▶ [TASK REQUIREMENTS] All entries below are to be copied precisely as they appear.

++++++++++

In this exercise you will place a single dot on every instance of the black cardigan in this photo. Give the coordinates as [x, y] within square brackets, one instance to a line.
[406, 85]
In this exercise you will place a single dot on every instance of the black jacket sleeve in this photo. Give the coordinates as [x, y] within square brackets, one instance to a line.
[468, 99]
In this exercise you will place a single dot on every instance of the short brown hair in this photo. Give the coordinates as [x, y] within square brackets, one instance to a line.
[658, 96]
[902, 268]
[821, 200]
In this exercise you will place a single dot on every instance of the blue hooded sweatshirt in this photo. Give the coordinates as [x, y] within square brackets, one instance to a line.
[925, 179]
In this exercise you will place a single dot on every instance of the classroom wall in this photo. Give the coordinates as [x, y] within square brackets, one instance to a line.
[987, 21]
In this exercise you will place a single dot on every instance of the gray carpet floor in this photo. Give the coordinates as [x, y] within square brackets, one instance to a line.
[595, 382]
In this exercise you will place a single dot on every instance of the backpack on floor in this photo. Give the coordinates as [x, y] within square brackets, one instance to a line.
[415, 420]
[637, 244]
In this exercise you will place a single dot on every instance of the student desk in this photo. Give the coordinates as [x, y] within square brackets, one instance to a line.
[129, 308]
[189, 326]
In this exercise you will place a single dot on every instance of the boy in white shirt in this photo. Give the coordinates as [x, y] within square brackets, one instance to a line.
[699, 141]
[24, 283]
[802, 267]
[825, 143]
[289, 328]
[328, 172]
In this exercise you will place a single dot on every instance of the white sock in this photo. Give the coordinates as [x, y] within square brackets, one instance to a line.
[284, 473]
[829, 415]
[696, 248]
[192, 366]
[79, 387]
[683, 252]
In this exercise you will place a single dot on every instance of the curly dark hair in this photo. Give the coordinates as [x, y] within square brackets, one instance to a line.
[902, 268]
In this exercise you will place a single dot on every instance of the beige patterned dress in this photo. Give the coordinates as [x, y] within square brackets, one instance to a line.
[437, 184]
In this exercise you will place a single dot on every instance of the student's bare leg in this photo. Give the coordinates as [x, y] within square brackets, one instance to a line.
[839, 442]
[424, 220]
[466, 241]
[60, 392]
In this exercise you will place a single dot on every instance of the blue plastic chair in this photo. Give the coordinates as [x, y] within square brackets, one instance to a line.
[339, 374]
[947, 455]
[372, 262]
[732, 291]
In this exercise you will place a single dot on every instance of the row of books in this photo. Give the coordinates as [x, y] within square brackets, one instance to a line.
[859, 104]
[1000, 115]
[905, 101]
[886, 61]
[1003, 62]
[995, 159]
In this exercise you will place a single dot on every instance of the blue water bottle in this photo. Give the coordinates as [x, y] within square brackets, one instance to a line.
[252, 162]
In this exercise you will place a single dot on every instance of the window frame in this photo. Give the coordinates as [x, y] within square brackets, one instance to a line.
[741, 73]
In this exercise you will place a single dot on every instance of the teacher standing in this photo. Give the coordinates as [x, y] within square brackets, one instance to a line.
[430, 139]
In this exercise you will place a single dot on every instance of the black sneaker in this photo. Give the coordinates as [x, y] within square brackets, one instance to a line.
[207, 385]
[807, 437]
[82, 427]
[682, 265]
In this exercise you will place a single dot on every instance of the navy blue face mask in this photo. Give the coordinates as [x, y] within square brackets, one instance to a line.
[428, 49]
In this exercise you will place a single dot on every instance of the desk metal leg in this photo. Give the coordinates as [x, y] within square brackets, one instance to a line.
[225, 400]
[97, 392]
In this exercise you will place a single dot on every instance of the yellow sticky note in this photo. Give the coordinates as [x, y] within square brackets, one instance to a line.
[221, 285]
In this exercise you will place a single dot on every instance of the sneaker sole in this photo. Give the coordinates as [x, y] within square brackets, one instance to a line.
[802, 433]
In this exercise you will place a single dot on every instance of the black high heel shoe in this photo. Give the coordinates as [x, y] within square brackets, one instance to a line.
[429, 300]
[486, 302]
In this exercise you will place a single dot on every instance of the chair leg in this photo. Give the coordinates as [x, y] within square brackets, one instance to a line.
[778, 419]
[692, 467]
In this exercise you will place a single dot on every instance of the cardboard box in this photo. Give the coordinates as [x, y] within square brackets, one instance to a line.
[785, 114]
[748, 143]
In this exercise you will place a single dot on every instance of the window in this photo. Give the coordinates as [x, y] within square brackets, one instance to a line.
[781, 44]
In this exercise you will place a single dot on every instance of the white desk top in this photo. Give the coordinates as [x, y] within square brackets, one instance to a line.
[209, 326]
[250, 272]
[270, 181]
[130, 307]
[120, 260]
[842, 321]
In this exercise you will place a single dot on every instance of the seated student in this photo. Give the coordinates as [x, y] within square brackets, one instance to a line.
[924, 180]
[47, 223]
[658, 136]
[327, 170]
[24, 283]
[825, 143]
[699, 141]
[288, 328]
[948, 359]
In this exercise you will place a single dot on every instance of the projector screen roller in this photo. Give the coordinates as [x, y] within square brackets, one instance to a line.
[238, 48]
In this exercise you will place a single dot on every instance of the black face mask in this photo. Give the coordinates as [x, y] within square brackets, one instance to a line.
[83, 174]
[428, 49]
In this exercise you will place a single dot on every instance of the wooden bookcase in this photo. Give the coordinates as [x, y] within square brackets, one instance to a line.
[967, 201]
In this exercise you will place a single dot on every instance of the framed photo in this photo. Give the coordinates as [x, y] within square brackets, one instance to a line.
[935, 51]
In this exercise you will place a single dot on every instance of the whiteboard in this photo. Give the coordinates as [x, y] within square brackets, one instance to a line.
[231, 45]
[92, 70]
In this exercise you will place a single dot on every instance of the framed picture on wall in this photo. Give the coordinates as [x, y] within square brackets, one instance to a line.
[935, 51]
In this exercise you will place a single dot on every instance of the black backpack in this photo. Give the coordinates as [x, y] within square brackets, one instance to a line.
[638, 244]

++++++++++

▶ [TASK ANSWER]
In this exercise you will place a single dot on every instance of the black cardigan in this photo. Give the coordinates as [x, y] within square brackets, one instance to a line.
[406, 85]
In this exercise you will place a single dot on every instance of the black jacket sleeve in this photo. Give the coordinates as [x, y] within square brackets, one instance to a line.
[468, 99]
In this exercise you will place a single dot on every instance of the short brown hair in this photo. Give the coordinates as [x, y] within square brackets, one instance to a line.
[658, 96]
[902, 268]
[821, 200]
In this exercise you will place a single dot on every instance of the blue hooded sweatshirt in this photo. Give the coordinates as [x, y] within square brackets, one instance to a line.
[925, 179]
In this exercise you will place a single dot on every instance of the classroom wall in this photo. Give the coordinates as [x, y] within square brackets, one instance to a line.
[987, 21]
In this exercise you will place a single dot on every instance of the gray carpet floor in this photo. Give the coordinates as [x, y] within square brackets, one instance to a line.
[595, 382]
In this exercise you will place a single dot on every instance of the backpack on floor in this photo. Give the coordinates as [x, y] within square brackets, one instance to a line.
[415, 420]
[637, 244]
In this exercise you will place a single dot on every instance of the student desk in this photo. Give the coordinates as [x, y] within square brackets, one instance to a line.
[129, 308]
[189, 326]
In this exercise you will place a single dot on every instance of the boy in white shirt in this photo. Give the coordinates as [x, y] within square brackets, one instance to a line.
[699, 141]
[24, 283]
[802, 267]
[825, 143]
[289, 328]
[328, 172]
In this exercise you will place a single dot on every instance of the white sock in this photo. Give the coordinates as [x, y] within square brackets, one instance to a line.
[284, 473]
[829, 415]
[696, 248]
[192, 366]
[79, 387]
[683, 252]
In this exercise you will place a single dot on every instance of the curly dark hair in this photo. Give the coordinates as [x, y] within square brackets, one instance to a line.
[902, 268]
In this exercise you will place a single dot on every instance of the beige patterned dress in this photo. Give the coordinates as [x, y] within square brackets, one instance to a line.
[437, 184]
In this exercise you will place a single dot on every instance of the student's bare leg in this photo. Give the coordinates as [x, y] within square brackets, one instance to a line.
[839, 442]
[424, 220]
[466, 241]
[60, 392]
In this exercise you will place a single dot on every instance of the blue plastic chair in this photo. Give the coordinates as [x, y] within square brackets, one instance to a line.
[339, 374]
[947, 455]
[372, 262]
[732, 291]
In this exercise you will place a single dot on every instance of the row of books in this photo. Give the coordinates as [x, y] within square brackets, one instance to a line.
[859, 104]
[1000, 115]
[905, 101]
[886, 61]
[1003, 62]
[995, 159]
In this exercise you will place a single dot on every instance of the blue water bottle in this photo. Give the coordinates as [x, y] within square brackets, one instance to a line.
[252, 162]
In this exercise you will place a single dot on every instance of the window frame in this photo. Give the coordinates as [x, y] within square brackets, one instance to a line.
[741, 73]
In this exercise you will place a single dot on every instance of the teacher standing in this photo. Give the coordinates as [x, y] within square brackets, one instance to a line.
[430, 139]
In this exercise you will place a single dot on every instance of the black sneaker in this photo. Give the coordinates as [x, y] within square brackets, one instance to a line.
[207, 385]
[807, 437]
[82, 427]
[682, 265]
In this exercise you will place a single dot on every instance of the navy blue face mask in this photo. Give the coordinates as [x, y] within square brackets, one instance to a line.
[428, 49]
In this exercise you will place a single dot on every instance of the desk metal leg in this photo. Give the coordinates as [x, y] within square brackets, one instance to a line.
[225, 400]
[97, 392]
In this exercise you will place a single dot on every instance of the yellow sticky note in this photo. Give the coordinates as [x, y] within square brackets, one instance to a line.
[221, 285]
In this exercise you will place a single dot on every instance of the sneaker sole in this photo. Give the coordinates as [x, y] within square brackets, one instance to a line.
[802, 433]
In this exercise you will place a single dot on every instance of the black high heel shoe in this photo. Give the coordinates as [x, y] within square brackets, one instance to a line.
[429, 300]
[486, 302]
In this exercise you will place a single dot on every instance of the chair leg in this photo. Give the coordinates as [x, y] within square brackets, one instance to a line.
[778, 419]
[692, 467]
In this exercise you will place a single dot on every instance of the cardboard box in this photo. Give the coordinates as [x, y] within square brackets, one instance to a line.
[785, 114]
[748, 143]
In this exercise you will place a single dot on every instance of the window in this photo. Give the coordinates as [x, y] within square brackets, one instance to a line.
[781, 44]
In this exercise you will place a single dot on every instance of the white desk top in this photo. Give the coordinates as [x, y] within square brackets, one instance to a line.
[209, 326]
[250, 272]
[270, 181]
[130, 307]
[120, 260]
[842, 321]
In this exercise you will place a single dot on every instance of the seated student in this photo. Give the coordinates as [x, y] within square brackets, one instance to a line.
[924, 180]
[47, 223]
[658, 136]
[327, 170]
[24, 283]
[825, 143]
[699, 141]
[288, 328]
[948, 359]
In this exercise you will place a single dot on every instance of the projector screen roller in this photo. Give the coordinates as [x, y] within square brackets, one instance to a line.
[238, 48]
In this exercise you will place a single dot on every instance of the black face mask in this photo. Give the coordinates as [x, y] within square brackets, one instance to a line.
[83, 174]
[428, 49]
In this exercise you will place a single dot on every instance of the wooden bookcase in this photo. Give the coordinates as [x, y] within square brackets, one instance to a line.
[967, 201]
In this exercise you will place a single dot on every instance of the framed photo in this photo. Give the coordinates as [x, y] within square brackets, one instance to a line.
[935, 51]
In this exercise you will place a single dot on every instance of the whiteboard in this photo. Give the coordinates as [x, y] within square brackets, one instance to a line.
[231, 45]
[92, 70]
In this exercise you will place a single dot on every instance of the framed picture on wall in this photo. Give the coordinates as [x, y] within square brackets, one instance to a line.
[935, 51]
In this exercise you will place a single dot on every instance of the black backpack in this photo. Give the coordinates as [x, y] within square brackets, one instance to a line.
[638, 244]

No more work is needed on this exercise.